Study text below:
Yesterday, I described the war savings proposed in the president's debt plan as "Washington's favorite budget gimmick." The administration is artifically boosting its plan's total deficit reduction figures by a little more than $1 trillion by telling the Congressional Budget Office to factor in savings that would likely occur even if the plan didn't pass.
At The Washington Post, Ezra Klein argues that it's not very important whether the Obama administration's $1.1 trillion in war savings are "fake." After all, the issue with the savings isn't that they won't happen at all. It's that they'll happen no matter what.
Instead, Klein suggests, the plan should be judged based on whether or not it effectively stabilizes the federal debt:
The real question for the president's plan — or any plan — is whether it stabilizes the debt-to-GDP ratio at an acceptable level. If so, then it's good enough. If not, then it's not. That's what the market cares about, and that's what we should care about. According to the White House's projections, their plan will leave debt-to-GDP at slightly above 70 percent in 2012.
Long-term debt stabilization is important. By that measure, though, the president's plan still isn't up to spec. In general, a stable federal debt is one that holds steady at less 60 percent of GDP. In the long term, that's going to require substantially slowing the projected growth of entitlement spending. The $320 billion in Medicare and Medicaid cuts the plan offers don't even come close. That's why the debt wonks at the Committee for a Responsible Federal Budget (CRFB) had this to say about the plan:
[The president's plan] would not be big enough to bring down the debt to sustainable levels. Also, the plan does not make the kind of changes to entitlement programs that are needed to stabilize the debt over the long-term, and completely avoids offering solutions for Social Security reform.
End of Study text.
Given information below:
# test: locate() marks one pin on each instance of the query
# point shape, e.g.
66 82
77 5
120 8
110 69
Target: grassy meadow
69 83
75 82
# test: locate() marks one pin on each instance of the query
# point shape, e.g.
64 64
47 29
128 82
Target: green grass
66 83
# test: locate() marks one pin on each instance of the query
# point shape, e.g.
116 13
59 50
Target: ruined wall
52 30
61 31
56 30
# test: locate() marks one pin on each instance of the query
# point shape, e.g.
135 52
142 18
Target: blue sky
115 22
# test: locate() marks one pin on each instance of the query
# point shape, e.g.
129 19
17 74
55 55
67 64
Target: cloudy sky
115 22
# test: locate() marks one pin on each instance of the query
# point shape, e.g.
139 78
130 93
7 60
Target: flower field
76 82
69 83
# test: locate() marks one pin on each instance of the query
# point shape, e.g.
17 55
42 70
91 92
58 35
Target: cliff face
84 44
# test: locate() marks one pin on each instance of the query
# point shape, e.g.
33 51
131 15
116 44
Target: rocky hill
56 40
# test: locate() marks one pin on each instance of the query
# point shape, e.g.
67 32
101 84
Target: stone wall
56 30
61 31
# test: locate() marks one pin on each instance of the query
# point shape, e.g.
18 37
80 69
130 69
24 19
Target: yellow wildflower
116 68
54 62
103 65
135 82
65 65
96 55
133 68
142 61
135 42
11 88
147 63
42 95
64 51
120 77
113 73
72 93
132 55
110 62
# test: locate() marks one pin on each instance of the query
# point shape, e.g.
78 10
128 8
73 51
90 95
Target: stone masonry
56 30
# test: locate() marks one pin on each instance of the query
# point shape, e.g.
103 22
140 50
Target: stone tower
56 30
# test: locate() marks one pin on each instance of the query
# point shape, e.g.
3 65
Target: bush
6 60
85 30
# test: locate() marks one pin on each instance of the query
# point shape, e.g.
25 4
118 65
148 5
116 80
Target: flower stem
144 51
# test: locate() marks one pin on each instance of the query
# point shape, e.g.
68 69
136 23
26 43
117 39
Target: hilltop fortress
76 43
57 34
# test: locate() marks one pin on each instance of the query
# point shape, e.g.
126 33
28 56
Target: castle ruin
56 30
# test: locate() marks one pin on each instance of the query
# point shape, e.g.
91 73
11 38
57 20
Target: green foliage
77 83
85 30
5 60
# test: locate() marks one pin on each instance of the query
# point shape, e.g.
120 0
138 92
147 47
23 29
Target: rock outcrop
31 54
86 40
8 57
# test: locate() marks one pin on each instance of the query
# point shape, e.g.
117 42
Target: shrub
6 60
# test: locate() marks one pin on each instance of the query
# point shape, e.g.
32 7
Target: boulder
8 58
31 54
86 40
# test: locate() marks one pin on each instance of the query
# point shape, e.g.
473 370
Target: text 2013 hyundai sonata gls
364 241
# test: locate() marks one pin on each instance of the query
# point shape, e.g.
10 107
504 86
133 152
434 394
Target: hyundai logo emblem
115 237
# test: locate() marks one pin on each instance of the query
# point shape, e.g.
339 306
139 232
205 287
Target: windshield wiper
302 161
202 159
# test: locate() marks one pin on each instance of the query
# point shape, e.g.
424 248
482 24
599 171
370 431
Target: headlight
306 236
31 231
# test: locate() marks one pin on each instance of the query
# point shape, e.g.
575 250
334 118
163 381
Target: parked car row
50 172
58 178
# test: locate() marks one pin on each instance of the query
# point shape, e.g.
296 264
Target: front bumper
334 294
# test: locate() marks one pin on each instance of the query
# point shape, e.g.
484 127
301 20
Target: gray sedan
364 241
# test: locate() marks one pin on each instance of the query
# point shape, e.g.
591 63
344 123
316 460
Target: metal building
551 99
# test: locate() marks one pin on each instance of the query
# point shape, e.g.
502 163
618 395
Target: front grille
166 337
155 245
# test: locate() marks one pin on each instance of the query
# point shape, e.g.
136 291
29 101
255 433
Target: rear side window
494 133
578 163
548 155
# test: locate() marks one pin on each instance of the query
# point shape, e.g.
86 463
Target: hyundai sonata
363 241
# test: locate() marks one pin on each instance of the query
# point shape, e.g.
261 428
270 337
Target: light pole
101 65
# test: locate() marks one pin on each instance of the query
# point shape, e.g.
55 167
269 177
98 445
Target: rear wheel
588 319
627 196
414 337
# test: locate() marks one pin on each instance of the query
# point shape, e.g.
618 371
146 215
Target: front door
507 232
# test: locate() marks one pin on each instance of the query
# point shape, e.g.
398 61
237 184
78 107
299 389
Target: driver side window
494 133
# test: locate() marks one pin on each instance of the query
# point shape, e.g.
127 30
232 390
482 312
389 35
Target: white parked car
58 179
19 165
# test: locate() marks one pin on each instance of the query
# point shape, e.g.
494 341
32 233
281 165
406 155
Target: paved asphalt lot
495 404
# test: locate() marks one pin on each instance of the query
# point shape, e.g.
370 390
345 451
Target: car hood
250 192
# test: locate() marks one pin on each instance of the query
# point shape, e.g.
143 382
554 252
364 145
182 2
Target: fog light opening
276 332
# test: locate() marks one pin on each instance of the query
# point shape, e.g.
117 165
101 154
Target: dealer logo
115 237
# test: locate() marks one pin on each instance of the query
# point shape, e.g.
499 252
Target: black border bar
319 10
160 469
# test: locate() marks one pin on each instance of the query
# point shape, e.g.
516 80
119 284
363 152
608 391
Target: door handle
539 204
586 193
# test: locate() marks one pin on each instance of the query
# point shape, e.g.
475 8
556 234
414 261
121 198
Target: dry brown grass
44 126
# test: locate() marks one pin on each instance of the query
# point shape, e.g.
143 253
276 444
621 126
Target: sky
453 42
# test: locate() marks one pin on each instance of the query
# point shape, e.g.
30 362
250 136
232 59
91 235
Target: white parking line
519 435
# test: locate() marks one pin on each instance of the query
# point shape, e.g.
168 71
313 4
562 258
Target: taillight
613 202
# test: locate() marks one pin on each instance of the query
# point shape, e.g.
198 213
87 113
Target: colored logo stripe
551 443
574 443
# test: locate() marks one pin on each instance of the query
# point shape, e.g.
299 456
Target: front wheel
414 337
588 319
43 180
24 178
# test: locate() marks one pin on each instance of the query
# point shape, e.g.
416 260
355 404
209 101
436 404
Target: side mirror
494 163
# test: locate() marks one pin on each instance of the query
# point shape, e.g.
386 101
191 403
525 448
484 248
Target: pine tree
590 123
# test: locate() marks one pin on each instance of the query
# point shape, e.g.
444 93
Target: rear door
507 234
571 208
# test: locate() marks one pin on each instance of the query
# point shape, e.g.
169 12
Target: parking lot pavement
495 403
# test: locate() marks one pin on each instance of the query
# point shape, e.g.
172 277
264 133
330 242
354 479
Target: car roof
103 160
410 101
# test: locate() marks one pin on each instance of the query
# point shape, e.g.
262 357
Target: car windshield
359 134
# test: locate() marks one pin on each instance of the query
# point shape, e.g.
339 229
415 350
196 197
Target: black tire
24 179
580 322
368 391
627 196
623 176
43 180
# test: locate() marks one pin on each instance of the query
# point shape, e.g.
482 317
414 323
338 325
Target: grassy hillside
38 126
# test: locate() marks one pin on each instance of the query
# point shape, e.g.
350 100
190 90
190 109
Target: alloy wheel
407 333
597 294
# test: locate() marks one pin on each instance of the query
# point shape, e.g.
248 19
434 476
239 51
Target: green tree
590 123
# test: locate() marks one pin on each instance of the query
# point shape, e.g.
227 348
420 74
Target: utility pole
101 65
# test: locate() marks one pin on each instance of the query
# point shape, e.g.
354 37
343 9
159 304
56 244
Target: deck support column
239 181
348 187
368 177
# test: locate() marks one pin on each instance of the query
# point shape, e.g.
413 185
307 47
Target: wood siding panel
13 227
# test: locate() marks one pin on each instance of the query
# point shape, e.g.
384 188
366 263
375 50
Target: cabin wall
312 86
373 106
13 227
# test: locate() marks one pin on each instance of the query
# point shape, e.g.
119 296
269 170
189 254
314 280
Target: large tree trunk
End of Given information.
Task objective:
Write the next part of the article on the president's debt plan, beginning right after its final sentence. Nothing in the listing is required.

Answer to this task:
Yesterday, CRFB President Maya MacGuineas told The Washington Post that the administration's plan "doesn't produce any more in realistic savings than the plan they offered in April." The White House, MacGuineas said, "filled in details, repackaged it and replaced one gimmick with another. They don't even stabilize the debt. This is just not enough."
Of course, when it comes to debt and deficit reduction, the Obama administration has never offered enough. Back in 2010, then-budget director Peter Orszag admitted to Rep. Paul Ryan that the president's budget didn't actually hit the administration's own deficit targets without the aid of the president's deficit commission—a commission whose eventual recommendations the president has essentially ignored.
The larger problem with the war-savings claim is that it gives the sense, yet again, that the administration is intentionally trying to mislead the public about its budgeting, especially since the Obama team ran on a promise to eliminate budgeting BS and be straight with the public about the deficit. I doubt most people hear that the president has a proposal to cut the deficit by $4 trillion and immediately think, "Ah! So the president has a proposal to reduce the deficit by $3 trillion through taxes and other reductions from baseline spending projections, plus tell the CBO to account for $1 trillion or so in war savings that were already expected to happen."